Page text:
'''

The estimates of \(b_0 = -0.1299087\), \(b_1=2.0312489\), and \(s = 0.4527185\) are resonably close estimates to the values \(\beta_0=0, \beta_1=2\), and \(\sigma = 0.5\), that we used to generate the data.

In a real situation, we’ll have only statistics \(b_0\), \(b_1\), and \(s\), and we’ll need to use them to draw conclusions about parameters \(\beta_0=0, \beta_1=2\), and \(\sigma = 0.5\).

6.1.5 General Mathematical Form

In the ice cream example, the relationship between time and amount was given by a linear equation. We can generalize this to situations with multiple explanatory variable.

The mathematical form of a normal error linear regression model is

\(Y_i = \beta_0 + \beta_1X_{i1}+ \ldots + \beta_pX_{ip} + \epsilon_i\), with \(\epsilon_i\sim\mathcal{N}(0,\sigma)\).

'''

What you will do:
1) Copy the records from the start through the line containing "pixel 64 29", swapping "single dot" for "single marker" and changing nothing else. Omit the pictures.
2) Continue the passage on linear regression models after its final sentence.

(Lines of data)
'''

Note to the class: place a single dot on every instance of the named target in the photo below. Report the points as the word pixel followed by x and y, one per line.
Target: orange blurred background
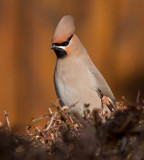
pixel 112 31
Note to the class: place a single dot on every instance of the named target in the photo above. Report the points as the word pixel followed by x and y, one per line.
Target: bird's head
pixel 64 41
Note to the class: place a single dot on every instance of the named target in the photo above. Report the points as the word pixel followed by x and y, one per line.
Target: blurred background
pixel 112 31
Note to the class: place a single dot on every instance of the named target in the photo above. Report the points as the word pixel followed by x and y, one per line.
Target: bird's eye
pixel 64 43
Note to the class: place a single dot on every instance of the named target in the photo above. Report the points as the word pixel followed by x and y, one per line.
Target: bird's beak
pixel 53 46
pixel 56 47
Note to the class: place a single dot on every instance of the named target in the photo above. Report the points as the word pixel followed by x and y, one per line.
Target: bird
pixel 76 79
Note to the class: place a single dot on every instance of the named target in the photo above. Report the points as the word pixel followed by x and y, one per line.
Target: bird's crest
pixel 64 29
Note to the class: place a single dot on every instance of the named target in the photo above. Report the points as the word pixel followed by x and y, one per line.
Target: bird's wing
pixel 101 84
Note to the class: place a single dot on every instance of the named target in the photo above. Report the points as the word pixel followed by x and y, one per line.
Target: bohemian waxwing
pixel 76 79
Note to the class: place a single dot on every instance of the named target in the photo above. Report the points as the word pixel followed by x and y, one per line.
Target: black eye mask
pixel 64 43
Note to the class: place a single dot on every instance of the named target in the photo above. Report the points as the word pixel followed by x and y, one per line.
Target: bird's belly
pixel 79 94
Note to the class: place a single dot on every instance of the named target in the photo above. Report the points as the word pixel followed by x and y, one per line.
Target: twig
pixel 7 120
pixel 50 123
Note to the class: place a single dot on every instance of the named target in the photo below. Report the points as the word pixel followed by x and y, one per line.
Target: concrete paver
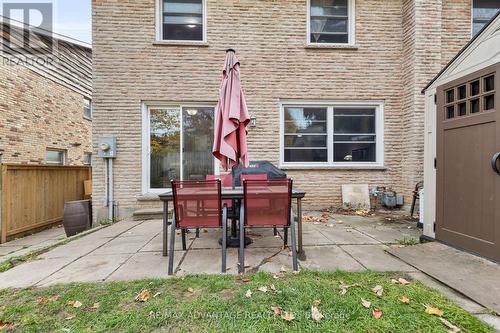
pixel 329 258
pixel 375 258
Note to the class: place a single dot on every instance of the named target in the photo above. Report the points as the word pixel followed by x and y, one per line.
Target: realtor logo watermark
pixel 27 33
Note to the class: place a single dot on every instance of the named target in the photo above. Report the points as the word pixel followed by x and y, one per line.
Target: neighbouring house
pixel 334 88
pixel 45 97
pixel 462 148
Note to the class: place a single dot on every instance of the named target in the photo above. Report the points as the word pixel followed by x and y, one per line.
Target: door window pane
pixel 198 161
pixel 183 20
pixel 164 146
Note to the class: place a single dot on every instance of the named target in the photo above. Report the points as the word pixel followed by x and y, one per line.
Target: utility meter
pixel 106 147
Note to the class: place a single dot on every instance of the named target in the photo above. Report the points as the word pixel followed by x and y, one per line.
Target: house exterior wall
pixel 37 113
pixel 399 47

'''

Written responses:
1)
Note to the class: place a single marker on every instance of the named target in the photo below. Report the points as the word pixel followed by x and y, one per line.
Target: orange blurred background
pixel 112 31
Note to the class: place a single marker on every instance of the named target in the photo above. Report the points as the word pixel followed by x and y, one per line.
Target: bird's head
pixel 64 41
Note to the class: place a single marker on every instance of the named target in the photo above. Report the points as the word pixel followed by x and y, one per line.
Target: blurred background
pixel 112 31
Note to the class: place a single marker on every instance of the named target in the photo above. Report the points as the word pixel followed by x and y, one per line.
Target: bird's eye
pixel 64 43
Note to the class: place a single marker on every instance of the named target in the photo above. Report the points as the word pixel followed by x and y, one per line.
Target: bird's beak
pixel 53 46
pixel 56 47
Note to the class: place a single marker on every instance of the named target in the photo above. Report the points as the word pixel followed by x and y, one per line.
Target: bird
pixel 76 79
Note to the class: place a single marker on every instance of the named target in the photo above. Report the points as the word pixel followed by x and y, one per line.
Target: bird's crest
pixel 64 29

2)
Note that in place of \(X_{ip}\), we could have indicators for categories, or functions of \(X_{ip}\), such as \(X_{ip}^2\), \(\text{log}(X_{ip})\), or \(\text{sin}(X_{ip})\).

The quantities \(\beta_0, \beta_1, \ldots, \beta_p\) are parameters, pertaining to the true but unknown data generating mechanism.
The estimates \(b_0, b_1, \ldots, b_p\), are statistics, calculated from our observed data.
We use confidence intervals and hypothesis tests to make statements about parameters, based on information provided by statistics.

We close the section by presenting a philosophical question:

Do data really come about from processes like the normal error regression model? That is, do you think it is reasonable to believe that data we see in the real world (perhaps the amount of ice cream dispensed by an ice cream machine) is a combination of some true, but unknown equation involving the explanatory and response variables, and some unexplained noise, coming from a normal distribution?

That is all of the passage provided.